> Records for this task:
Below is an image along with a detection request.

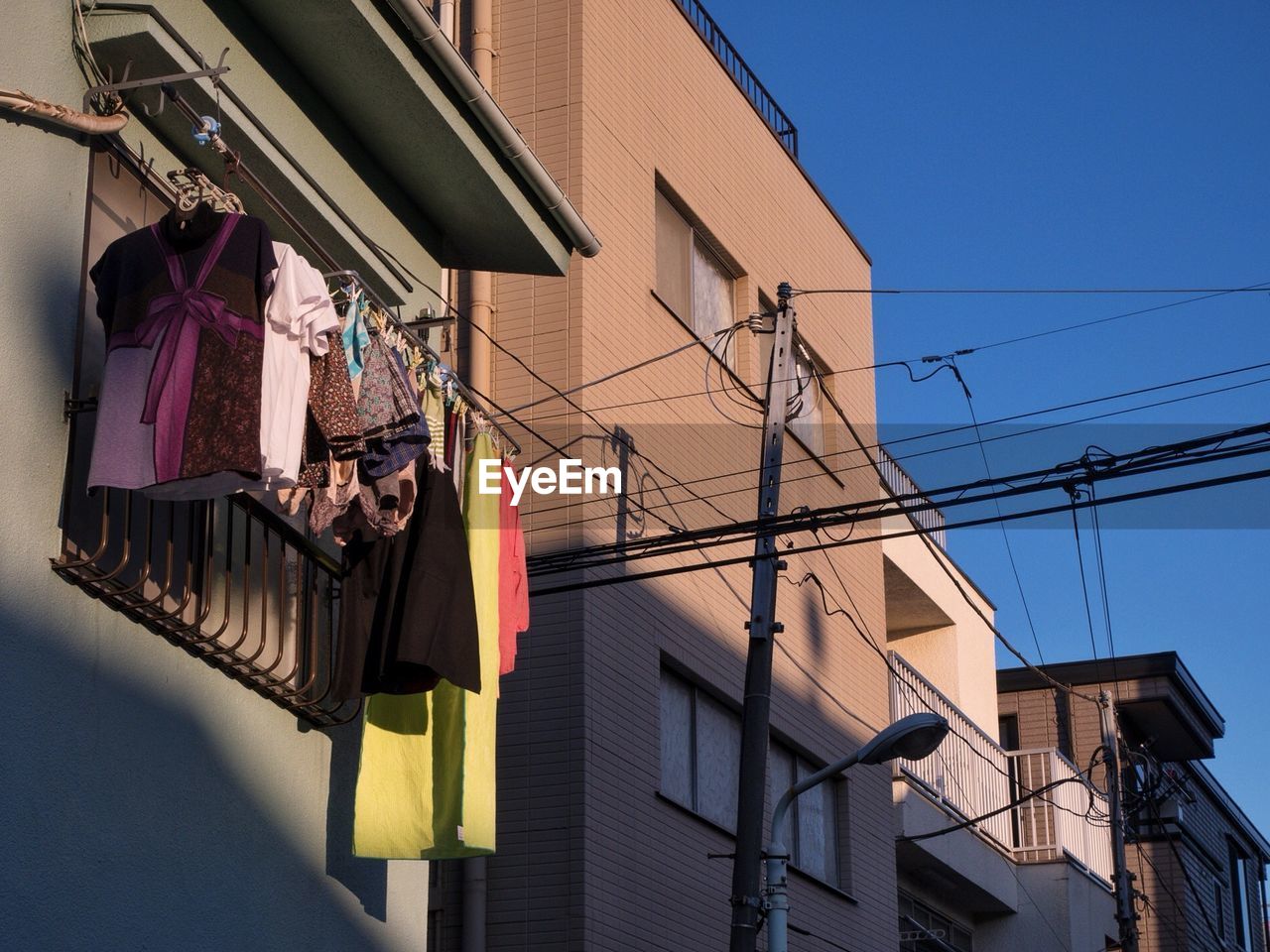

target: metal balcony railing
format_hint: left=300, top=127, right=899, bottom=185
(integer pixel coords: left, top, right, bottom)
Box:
left=675, top=0, right=798, bottom=159
left=889, top=652, right=1112, bottom=889
left=877, top=447, right=948, bottom=552
left=52, top=487, right=361, bottom=726
left=888, top=652, right=1013, bottom=853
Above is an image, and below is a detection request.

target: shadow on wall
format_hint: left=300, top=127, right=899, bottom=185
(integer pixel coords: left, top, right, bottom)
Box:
left=0, top=602, right=394, bottom=952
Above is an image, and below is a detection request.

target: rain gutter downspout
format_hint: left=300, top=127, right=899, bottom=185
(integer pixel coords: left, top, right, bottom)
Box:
left=389, top=0, right=600, bottom=258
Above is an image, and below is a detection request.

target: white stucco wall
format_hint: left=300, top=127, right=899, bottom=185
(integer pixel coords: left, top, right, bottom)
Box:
left=0, top=9, right=428, bottom=952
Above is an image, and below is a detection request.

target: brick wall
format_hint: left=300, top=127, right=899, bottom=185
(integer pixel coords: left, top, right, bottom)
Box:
left=479, top=0, right=895, bottom=952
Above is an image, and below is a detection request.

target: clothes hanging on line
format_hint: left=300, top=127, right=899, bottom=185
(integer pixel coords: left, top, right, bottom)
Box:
left=87, top=205, right=277, bottom=489
left=81, top=197, right=528, bottom=858
left=330, top=462, right=481, bottom=701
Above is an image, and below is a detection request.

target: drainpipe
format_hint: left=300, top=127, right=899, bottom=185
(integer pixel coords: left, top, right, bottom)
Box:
left=1261, top=862, right=1270, bottom=949
left=467, top=0, right=494, bottom=394
left=462, top=0, right=494, bottom=952
left=437, top=0, right=454, bottom=44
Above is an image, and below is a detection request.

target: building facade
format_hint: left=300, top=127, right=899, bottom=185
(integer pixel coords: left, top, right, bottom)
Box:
left=0, top=0, right=581, bottom=952
left=451, top=0, right=1114, bottom=952
left=998, top=652, right=1270, bottom=952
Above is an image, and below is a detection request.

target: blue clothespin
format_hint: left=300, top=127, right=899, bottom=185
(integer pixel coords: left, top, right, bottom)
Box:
left=190, top=115, right=221, bottom=146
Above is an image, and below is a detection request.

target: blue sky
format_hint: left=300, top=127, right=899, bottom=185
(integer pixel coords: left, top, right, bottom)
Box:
left=708, top=0, right=1270, bottom=834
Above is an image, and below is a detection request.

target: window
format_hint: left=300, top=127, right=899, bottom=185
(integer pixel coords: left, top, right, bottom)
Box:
left=657, top=191, right=736, bottom=367
left=767, top=742, right=843, bottom=886
left=662, top=670, right=740, bottom=830
left=661, top=667, right=845, bottom=889
left=1221, top=840, right=1252, bottom=952
left=899, top=892, right=974, bottom=952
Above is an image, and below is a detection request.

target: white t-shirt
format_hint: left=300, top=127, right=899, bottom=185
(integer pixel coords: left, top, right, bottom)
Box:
left=146, top=241, right=340, bottom=499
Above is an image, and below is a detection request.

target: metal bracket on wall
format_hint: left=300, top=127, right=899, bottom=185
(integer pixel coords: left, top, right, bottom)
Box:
left=83, top=47, right=230, bottom=118
left=63, top=390, right=96, bottom=422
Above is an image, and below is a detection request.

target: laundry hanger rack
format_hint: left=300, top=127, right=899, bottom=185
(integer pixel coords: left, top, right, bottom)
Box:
left=162, top=80, right=521, bottom=457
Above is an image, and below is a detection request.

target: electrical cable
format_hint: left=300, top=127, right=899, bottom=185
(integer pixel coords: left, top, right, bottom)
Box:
left=1089, top=482, right=1120, bottom=695
left=525, top=368, right=1270, bottom=531
left=949, top=358, right=1045, bottom=663
left=1068, top=489, right=1098, bottom=661
left=1147, top=799, right=1225, bottom=949
left=704, top=329, right=763, bottom=430
left=785, top=921, right=851, bottom=952
left=406, top=281, right=746, bottom=533
left=895, top=774, right=1084, bottom=843
left=518, top=362, right=1270, bottom=531
left=790, top=282, right=1270, bottom=359
left=530, top=447, right=1270, bottom=588
left=495, top=322, right=745, bottom=414
left=777, top=552, right=1092, bottom=819
left=531, top=424, right=1270, bottom=575
left=520, top=439, right=1270, bottom=588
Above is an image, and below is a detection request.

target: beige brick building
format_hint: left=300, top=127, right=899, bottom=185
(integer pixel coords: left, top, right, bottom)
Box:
left=430, top=0, right=1112, bottom=952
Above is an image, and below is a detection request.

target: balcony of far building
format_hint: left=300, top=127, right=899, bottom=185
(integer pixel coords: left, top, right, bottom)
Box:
left=877, top=459, right=1112, bottom=916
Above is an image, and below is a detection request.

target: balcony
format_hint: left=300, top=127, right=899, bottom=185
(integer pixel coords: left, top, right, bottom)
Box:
left=888, top=652, right=1111, bottom=889
left=675, top=0, right=798, bottom=159
left=877, top=447, right=948, bottom=552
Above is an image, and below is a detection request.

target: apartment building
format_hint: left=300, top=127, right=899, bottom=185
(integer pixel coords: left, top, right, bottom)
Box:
left=456, top=0, right=897, bottom=952
left=0, top=0, right=591, bottom=952
left=997, top=652, right=1270, bottom=952
left=430, top=0, right=1114, bottom=952
left=881, top=472, right=1117, bottom=952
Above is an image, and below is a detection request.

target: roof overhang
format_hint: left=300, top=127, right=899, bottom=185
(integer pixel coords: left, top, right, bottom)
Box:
left=997, top=652, right=1225, bottom=761
left=89, top=0, right=598, bottom=283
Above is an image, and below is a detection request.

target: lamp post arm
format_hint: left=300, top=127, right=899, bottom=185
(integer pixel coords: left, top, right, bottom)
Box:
left=767, top=750, right=860, bottom=952
left=772, top=750, right=860, bottom=845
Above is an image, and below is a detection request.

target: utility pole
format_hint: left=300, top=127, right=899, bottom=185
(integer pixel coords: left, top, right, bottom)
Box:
left=1098, top=690, right=1138, bottom=952
left=730, top=282, right=794, bottom=952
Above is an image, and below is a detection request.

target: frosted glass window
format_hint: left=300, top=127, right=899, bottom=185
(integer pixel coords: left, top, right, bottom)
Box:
left=662, top=670, right=740, bottom=830
left=655, top=191, right=736, bottom=367
left=662, top=671, right=693, bottom=807
left=767, top=744, right=798, bottom=866
left=657, top=191, right=693, bottom=320
left=798, top=761, right=838, bottom=885
left=693, top=239, right=736, bottom=347
left=767, top=742, right=842, bottom=886
left=698, top=692, right=740, bottom=829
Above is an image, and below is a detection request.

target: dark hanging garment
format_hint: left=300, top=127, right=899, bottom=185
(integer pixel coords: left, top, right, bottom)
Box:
left=330, top=462, right=481, bottom=701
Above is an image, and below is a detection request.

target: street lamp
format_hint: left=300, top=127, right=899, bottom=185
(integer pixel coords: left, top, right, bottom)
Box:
left=767, top=712, right=949, bottom=952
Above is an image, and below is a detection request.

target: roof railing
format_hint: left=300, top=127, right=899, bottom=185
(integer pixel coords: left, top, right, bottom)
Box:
left=675, top=0, right=798, bottom=159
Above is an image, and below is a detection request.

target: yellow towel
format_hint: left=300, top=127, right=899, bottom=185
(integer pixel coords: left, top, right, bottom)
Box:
left=353, top=432, right=500, bottom=860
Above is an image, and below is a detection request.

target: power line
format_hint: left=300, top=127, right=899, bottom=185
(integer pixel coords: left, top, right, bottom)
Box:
left=531, top=424, right=1270, bottom=574
left=1147, top=798, right=1225, bottom=949
left=790, top=282, right=1270, bottom=300
left=777, top=552, right=1089, bottom=819
left=826, top=375, right=1112, bottom=703
left=520, top=368, right=1270, bottom=540
left=895, top=774, right=1092, bottom=843
left=949, top=358, right=1045, bottom=663
left=406, top=278, right=746, bottom=537
left=518, top=361, right=1270, bottom=528
left=487, top=322, right=745, bottom=416
left=1071, top=489, right=1098, bottom=661
left=530, top=470, right=1270, bottom=635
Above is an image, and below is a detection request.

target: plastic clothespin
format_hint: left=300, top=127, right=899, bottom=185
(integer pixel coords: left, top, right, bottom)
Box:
left=190, top=115, right=221, bottom=146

> Stated goal: Reproduce the data above verbatim, starting at its first line and ending at the line containing "left=889, top=652, right=1112, bottom=889", with both of those lines included. Leave the pictures out of your answer.

> Result below:
Below is an image along with a detection request.


target: metal balcony railing
format_hint: left=300, top=127, right=899, bottom=185
(integer pixel coords: left, top, right, bottom)
Box:
left=675, top=0, right=798, bottom=159
left=889, top=652, right=1112, bottom=889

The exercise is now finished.